- **TEXT**:
Selecting Sampling Methods
By Ms. Sarah Oberst, Research Associate, Evidence for Policy Design, Harvard Kennedy School
This report considers how targeted sampling methods, paired with available data, could be used to increase the overall effectiveness of performance audit. Performance audit evaluates the efficiency, economy and effectiveness of a given entity or program, in an effort to move beyond financial compliance and "cope with the intricate questions of measuring the performance and results of [India's] huge investments and expenditure1." Here we consider how methods drawn from financial audits could inform sampling mechanisms for performance audits.
In particular, we will focus on the National Rural Employment Guarantee Act (NREGA) Performance Audit (Report no 6 of 2013); however, the principles are applicable to the performance audit process in general. The recommendations contained in this document have arisen from close review of the Supreme Audit Institution (SAI), India and International Organization of Supreme Audit Institutions (INTOSAI) guidelines on performance and financial audits, data analysis through the NREGA Management Information System (MIS) Public Data Portal and 2011 Census of India data, and consultation with colleagues at SAI India and professors at Harvard University.

- **MATERIAL**:

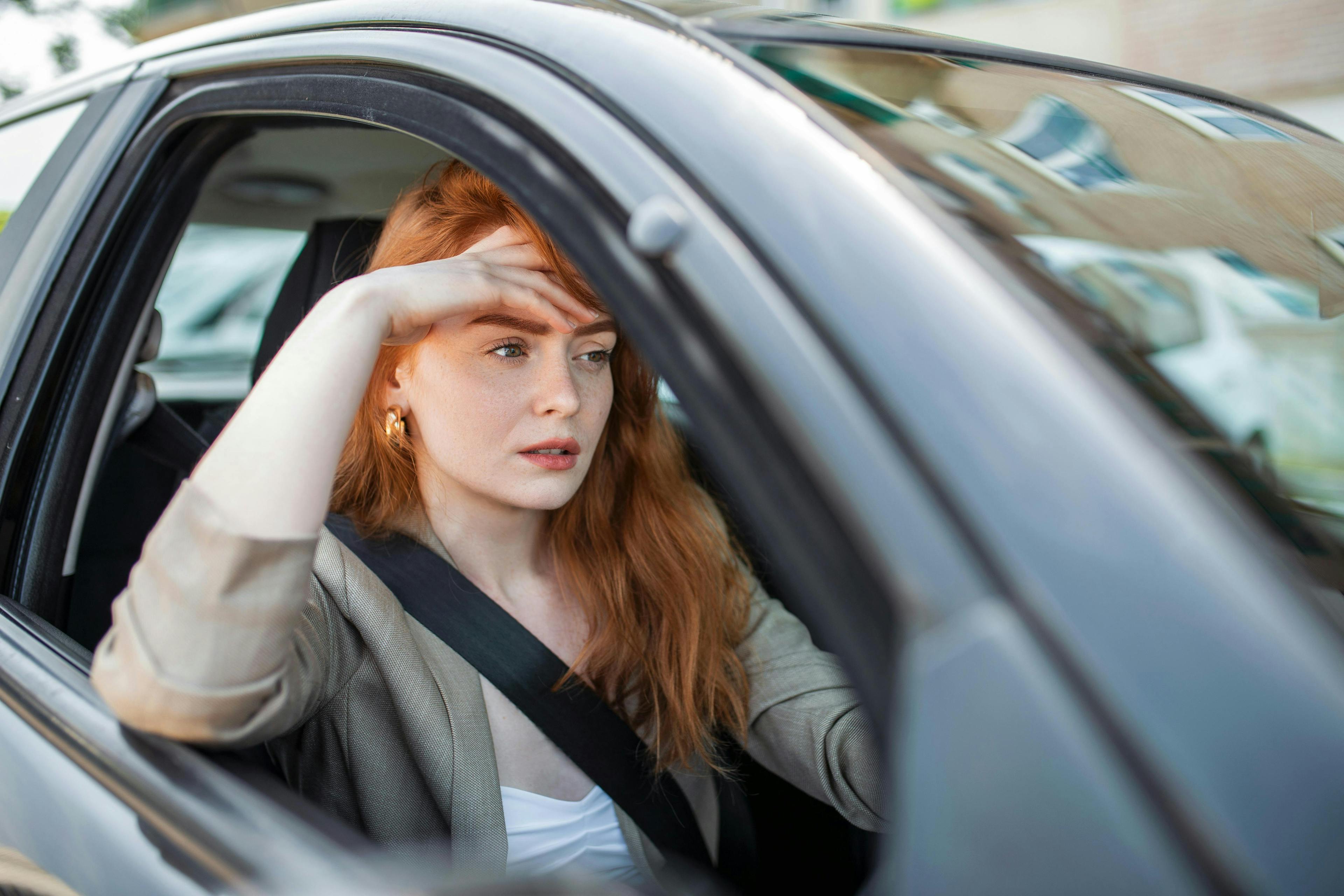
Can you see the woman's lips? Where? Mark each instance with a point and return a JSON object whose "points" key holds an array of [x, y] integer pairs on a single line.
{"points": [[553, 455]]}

- **PROBLEM DESCRIPTION**: In the sampling methods report, rewrite the passage that starts with "In particular, we" and ends with "at Harvard University.", changing "colleagues" to "coworkers".

- **EXERCISE RESPONSE**:
In particular, we will focus on the National Rural Employment Guarantee Act (NREGA) Performance Audit (Report no 6 of 2013); however, the principles are applicable to the performance audit process in general. The recommendations contained in this document have arisen from close review of the Supreme Audit Institution (SAI), India and International Organization of Supreme Audit Institutions (INTOSAI) guidelines on performance and financial audits, data analysis through the NREGA Management Information System (MIS) Public Data Portal and 2011 Census of India data, and consultation with coworkers at SAI India and professors at Harvard University.